### REQUIRED ACTIONS
(a) Please answer these about the fishing thread:
(i) What size range does kurazy kracka give for the fish at peak run?
(ii) Where did jlomd stay instead of going far?
(iii) Where does kurazy kracka say he parked?
(b) Name every user whose name heads a post in the fishing thread.

### TEXT EXTRACT

+ + + + +

Give it a month and hit the roosevelt island area on the potomac and fish the point to the north. late april i have hammered them double headers regularly measuring in at 12-14" at peak run.


----------



## Andre (Mar 15, 2003)

Wow ....It's good seeing Wayne still on the water ....JF dude you're a machine... keep the pics coming


----------



## jlomd (Aug 18, 2014)

Thanks for the info Mr. JF. I think I saw you last Wednesday 3/25 there you walked all the way down passed the bridge. I didn't go far cause I don't have much time I just stayed close the bridge. In the summer are there still perches there?


----------



## earl of DC (Jul 7, 2007)

kurazy kracka said:


> Give it a month and hit the roosevelt island area on the potomac and fish the point to the north. late april i have hammered them double headers regularly measuring in at 12-14" at peak run.


Where do your fish this area?? On the rock creek side???


----------



## CaliYellowtail (Jul 28, 2014)

earl of DC said:


> my friend Ms Marlie caught these down Wayson today!!!
> View attachment 14897


Nice pic. Those are some damn nice WP!


----------



## kurazy kracka (Oct 14, 2008)

earl of DC said:


> Where do your fish this area?? On the rock creek side???


it's been a good 12+ years since i fished it. I park at the large lot right off GW parkway and crossed the foot bridge and went north. i've fished all up and down the shore along roosevelt island and that area produced the best for me.

+ + + + +

Dataset records
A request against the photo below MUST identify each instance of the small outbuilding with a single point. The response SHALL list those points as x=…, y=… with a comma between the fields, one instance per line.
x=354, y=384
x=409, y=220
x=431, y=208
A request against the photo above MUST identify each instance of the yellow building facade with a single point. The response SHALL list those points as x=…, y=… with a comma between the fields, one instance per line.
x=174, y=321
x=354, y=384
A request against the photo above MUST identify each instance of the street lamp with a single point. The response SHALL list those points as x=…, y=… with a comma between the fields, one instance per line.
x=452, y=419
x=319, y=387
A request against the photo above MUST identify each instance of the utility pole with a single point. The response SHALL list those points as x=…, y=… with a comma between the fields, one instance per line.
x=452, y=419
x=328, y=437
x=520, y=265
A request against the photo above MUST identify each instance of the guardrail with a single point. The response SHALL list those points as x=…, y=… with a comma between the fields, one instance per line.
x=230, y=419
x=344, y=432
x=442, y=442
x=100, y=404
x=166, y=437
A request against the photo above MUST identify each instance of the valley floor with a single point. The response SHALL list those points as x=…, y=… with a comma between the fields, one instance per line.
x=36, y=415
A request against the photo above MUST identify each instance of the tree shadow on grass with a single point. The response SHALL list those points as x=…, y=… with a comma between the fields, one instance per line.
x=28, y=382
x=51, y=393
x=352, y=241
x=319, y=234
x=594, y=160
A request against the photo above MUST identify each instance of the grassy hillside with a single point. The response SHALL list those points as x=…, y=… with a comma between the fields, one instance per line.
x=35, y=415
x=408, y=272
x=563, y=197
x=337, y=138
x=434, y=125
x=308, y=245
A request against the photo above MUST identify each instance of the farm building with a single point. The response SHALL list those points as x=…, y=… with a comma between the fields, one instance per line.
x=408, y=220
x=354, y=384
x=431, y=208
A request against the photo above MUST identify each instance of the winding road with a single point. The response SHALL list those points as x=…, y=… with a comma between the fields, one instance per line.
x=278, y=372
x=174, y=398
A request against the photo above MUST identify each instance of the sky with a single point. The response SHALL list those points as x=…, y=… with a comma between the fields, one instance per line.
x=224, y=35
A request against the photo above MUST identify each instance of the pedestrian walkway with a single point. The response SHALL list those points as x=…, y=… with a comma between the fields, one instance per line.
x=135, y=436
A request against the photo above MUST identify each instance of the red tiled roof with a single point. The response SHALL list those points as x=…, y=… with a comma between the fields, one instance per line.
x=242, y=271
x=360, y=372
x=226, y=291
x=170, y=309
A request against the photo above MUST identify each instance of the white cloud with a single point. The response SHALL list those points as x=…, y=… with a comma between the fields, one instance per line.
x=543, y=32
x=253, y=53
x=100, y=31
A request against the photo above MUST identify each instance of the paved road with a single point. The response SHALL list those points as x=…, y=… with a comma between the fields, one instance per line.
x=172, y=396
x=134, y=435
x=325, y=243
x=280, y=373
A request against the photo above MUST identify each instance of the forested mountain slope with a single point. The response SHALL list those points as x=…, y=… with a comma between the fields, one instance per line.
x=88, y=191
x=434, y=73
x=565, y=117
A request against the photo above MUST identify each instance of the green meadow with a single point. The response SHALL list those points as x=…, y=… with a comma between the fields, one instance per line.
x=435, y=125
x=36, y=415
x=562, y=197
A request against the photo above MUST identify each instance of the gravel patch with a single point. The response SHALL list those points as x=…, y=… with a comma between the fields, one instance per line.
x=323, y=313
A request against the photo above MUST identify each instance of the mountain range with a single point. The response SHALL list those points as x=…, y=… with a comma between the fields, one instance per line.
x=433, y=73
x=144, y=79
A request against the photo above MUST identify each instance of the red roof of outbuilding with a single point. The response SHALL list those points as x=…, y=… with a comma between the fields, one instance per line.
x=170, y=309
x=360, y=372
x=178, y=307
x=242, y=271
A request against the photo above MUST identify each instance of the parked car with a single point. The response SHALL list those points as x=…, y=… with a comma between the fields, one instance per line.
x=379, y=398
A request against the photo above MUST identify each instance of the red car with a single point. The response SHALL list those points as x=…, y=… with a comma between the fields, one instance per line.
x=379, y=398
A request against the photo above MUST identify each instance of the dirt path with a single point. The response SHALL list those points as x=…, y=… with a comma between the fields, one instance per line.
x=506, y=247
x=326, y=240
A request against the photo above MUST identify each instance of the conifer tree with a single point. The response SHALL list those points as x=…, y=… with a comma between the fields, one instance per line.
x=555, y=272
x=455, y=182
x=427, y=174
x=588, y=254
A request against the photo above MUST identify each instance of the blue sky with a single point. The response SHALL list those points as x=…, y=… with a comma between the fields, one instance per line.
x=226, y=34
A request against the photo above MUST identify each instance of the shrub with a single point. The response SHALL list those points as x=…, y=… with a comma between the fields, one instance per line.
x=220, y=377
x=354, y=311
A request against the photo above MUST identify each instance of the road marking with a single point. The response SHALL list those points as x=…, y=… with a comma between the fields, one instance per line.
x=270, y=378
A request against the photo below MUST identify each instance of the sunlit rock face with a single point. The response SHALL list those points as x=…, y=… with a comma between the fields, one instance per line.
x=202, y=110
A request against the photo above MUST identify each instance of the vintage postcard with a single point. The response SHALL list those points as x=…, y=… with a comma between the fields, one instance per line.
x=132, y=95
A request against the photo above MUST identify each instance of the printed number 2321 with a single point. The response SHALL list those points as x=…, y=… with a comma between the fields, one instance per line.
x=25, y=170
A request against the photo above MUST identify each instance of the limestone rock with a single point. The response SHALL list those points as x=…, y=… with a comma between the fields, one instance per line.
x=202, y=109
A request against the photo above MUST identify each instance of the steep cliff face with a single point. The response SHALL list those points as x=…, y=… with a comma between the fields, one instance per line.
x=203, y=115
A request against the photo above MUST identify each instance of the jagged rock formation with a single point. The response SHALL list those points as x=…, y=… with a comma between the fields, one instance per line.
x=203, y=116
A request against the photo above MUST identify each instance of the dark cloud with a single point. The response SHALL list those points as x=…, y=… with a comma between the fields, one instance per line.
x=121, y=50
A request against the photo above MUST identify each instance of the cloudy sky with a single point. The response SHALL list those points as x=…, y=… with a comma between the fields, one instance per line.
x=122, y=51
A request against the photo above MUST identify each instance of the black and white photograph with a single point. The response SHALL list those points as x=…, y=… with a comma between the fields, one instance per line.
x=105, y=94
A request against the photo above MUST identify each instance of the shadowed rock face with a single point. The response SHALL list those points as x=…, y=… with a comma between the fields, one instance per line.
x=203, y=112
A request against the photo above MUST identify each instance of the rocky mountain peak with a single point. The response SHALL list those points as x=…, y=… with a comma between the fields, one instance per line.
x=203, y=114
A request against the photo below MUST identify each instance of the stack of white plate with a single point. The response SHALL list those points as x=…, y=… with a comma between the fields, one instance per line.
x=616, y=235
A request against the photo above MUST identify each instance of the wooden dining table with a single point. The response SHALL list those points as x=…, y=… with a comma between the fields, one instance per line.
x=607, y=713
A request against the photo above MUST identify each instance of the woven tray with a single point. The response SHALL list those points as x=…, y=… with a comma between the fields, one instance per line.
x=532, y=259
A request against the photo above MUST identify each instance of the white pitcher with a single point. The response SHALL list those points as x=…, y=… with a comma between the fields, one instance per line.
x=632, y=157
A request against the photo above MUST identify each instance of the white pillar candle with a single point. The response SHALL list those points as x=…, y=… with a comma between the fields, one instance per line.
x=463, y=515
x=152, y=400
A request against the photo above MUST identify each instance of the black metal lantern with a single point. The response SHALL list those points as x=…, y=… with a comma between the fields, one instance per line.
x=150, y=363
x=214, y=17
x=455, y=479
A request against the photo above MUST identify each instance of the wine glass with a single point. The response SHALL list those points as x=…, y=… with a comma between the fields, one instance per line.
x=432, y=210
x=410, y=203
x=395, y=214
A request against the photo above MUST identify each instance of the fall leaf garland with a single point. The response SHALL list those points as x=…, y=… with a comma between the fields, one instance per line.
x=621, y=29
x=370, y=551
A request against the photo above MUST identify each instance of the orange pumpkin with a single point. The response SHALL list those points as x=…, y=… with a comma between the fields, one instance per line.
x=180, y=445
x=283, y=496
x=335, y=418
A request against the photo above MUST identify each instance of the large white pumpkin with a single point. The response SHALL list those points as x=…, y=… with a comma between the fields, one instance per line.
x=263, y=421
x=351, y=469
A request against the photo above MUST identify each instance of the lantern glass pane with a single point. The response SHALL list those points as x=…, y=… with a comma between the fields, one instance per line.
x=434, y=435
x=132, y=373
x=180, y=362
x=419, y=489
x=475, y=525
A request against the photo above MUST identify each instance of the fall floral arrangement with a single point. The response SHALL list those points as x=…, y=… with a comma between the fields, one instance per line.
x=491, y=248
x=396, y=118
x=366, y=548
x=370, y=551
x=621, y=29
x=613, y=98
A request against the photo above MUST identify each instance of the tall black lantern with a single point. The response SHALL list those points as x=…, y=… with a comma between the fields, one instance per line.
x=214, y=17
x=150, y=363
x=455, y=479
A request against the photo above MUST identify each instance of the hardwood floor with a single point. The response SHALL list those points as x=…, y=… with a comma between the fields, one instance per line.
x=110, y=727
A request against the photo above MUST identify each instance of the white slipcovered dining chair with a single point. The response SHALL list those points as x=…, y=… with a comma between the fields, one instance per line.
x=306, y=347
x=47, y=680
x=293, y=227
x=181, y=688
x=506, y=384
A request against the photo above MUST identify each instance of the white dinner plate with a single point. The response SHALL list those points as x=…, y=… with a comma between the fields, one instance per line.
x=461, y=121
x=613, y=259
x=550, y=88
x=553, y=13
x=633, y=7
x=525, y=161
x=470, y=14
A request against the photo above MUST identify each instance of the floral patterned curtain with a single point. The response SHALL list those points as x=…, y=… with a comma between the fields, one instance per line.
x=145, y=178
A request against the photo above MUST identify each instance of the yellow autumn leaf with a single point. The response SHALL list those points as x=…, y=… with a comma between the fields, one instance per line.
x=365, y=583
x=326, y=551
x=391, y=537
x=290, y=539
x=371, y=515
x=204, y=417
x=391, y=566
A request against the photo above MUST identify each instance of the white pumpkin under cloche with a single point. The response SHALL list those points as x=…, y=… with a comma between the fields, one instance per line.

+ + + + +

### WORKED SOLUTIONS
(a)
(i) 12-14"
(ii) Close to the bridge
(iii) At the large lot right off GW parkway

(b)
Andre
jlomd
earl of DC
CaliYellowtail
kurazy kracka